→ **Task inputs**
- - -
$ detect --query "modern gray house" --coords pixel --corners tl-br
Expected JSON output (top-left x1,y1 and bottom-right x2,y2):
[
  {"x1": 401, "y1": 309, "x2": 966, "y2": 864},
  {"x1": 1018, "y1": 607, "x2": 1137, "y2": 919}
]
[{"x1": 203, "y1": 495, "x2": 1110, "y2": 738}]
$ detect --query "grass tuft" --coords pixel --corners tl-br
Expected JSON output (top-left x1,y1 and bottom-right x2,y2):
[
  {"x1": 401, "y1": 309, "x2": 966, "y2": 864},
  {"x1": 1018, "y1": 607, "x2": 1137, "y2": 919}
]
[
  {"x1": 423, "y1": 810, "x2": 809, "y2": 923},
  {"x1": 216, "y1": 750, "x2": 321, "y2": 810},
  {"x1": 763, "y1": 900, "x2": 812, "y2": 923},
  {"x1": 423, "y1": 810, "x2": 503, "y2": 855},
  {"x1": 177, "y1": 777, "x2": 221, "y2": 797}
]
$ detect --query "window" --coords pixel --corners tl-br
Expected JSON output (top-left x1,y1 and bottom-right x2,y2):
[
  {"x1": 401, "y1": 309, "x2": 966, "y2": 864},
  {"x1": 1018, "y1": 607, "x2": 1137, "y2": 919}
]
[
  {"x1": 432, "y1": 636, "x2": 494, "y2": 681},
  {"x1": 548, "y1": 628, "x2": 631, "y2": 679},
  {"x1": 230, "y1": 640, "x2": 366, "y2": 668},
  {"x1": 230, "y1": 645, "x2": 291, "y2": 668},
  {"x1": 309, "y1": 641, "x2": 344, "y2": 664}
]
- - -
→ **Your objective**
Please recast the rows above as a JSON list of strings, with one string for each line and blank lines omitted.

→ **Correct result**
[
  "$ detect --query \"modern gray house\" --coords pixel --corners tl-br",
  "Expected JSON output (top-left x1,y1 and bottom-right x2,y2):",
  "[",
  "  {\"x1\": 401, \"y1\": 309, \"x2\": 966, \"y2\": 864},",
  "  {\"x1\": 1018, \"y1\": 607, \"x2\": 1137, \"y2\": 919}",
  "]",
  "[{\"x1\": 203, \"y1\": 495, \"x2\": 1110, \"y2\": 738}]",
  "$ detect --query \"grass tuft\" --coords pixel --corners tl-br",
  "Expected JSON output (top-left x1,y1 and bottom-right x2,y2):",
  "[",
  "  {\"x1\": 401, \"y1\": 309, \"x2\": 966, \"y2\": 864},",
  "  {\"x1\": 1018, \"y1\": 607, \"x2\": 1137, \"y2\": 919}",
  "]",
  "[",
  "  {\"x1\": 423, \"y1\": 810, \"x2\": 809, \"y2\": 923},",
  "  {\"x1\": 216, \"y1\": 750, \"x2\": 321, \"y2\": 810},",
  "  {\"x1\": 763, \"y1\": 900, \"x2\": 812, \"y2\": 923},",
  "  {\"x1\": 423, \"y1\": 810, \"x2\": 503, \"y2\": 855},",
  "  {\"x1\": 177, \"y1\": 777, \"x2\": 221, \"y2\": 797}",
  "]",
  "$ detect --query \"window\" --coords pixel --corners tl-br",
  "Expected JSON output (top-left x1,y1 and bottom-right x2,y2):",
  "[",
  "  {\"x1\": 401, \"y1\": 309, \"x2\": 966, \"y2\": 864},",
  "  {\"x1\": 1018, \"y1\": 607, \"x2\": 1137, \"y2\": 919}",
  "]",
  "[",
  "  {\"x1\": 432, \"y1\": 636, \"x2\": 494, \"y2\": 681},",
  "  {\"x1\": 548, \"y1\": 628, \"x2\": 631, \"y2\": 679},",
  "  {\"x1\": 230, \"y1\": 640, \"x2\": 366, \"y2\": 668},",
  "  {\"x1\": 230, \"y1\": 645, \"x2\": 291, \"y2\": 668},",
  "  {\"x1\": 309, \"y1\": 641, \"x2\": 344, \"y2\": 664}",
  "]"
]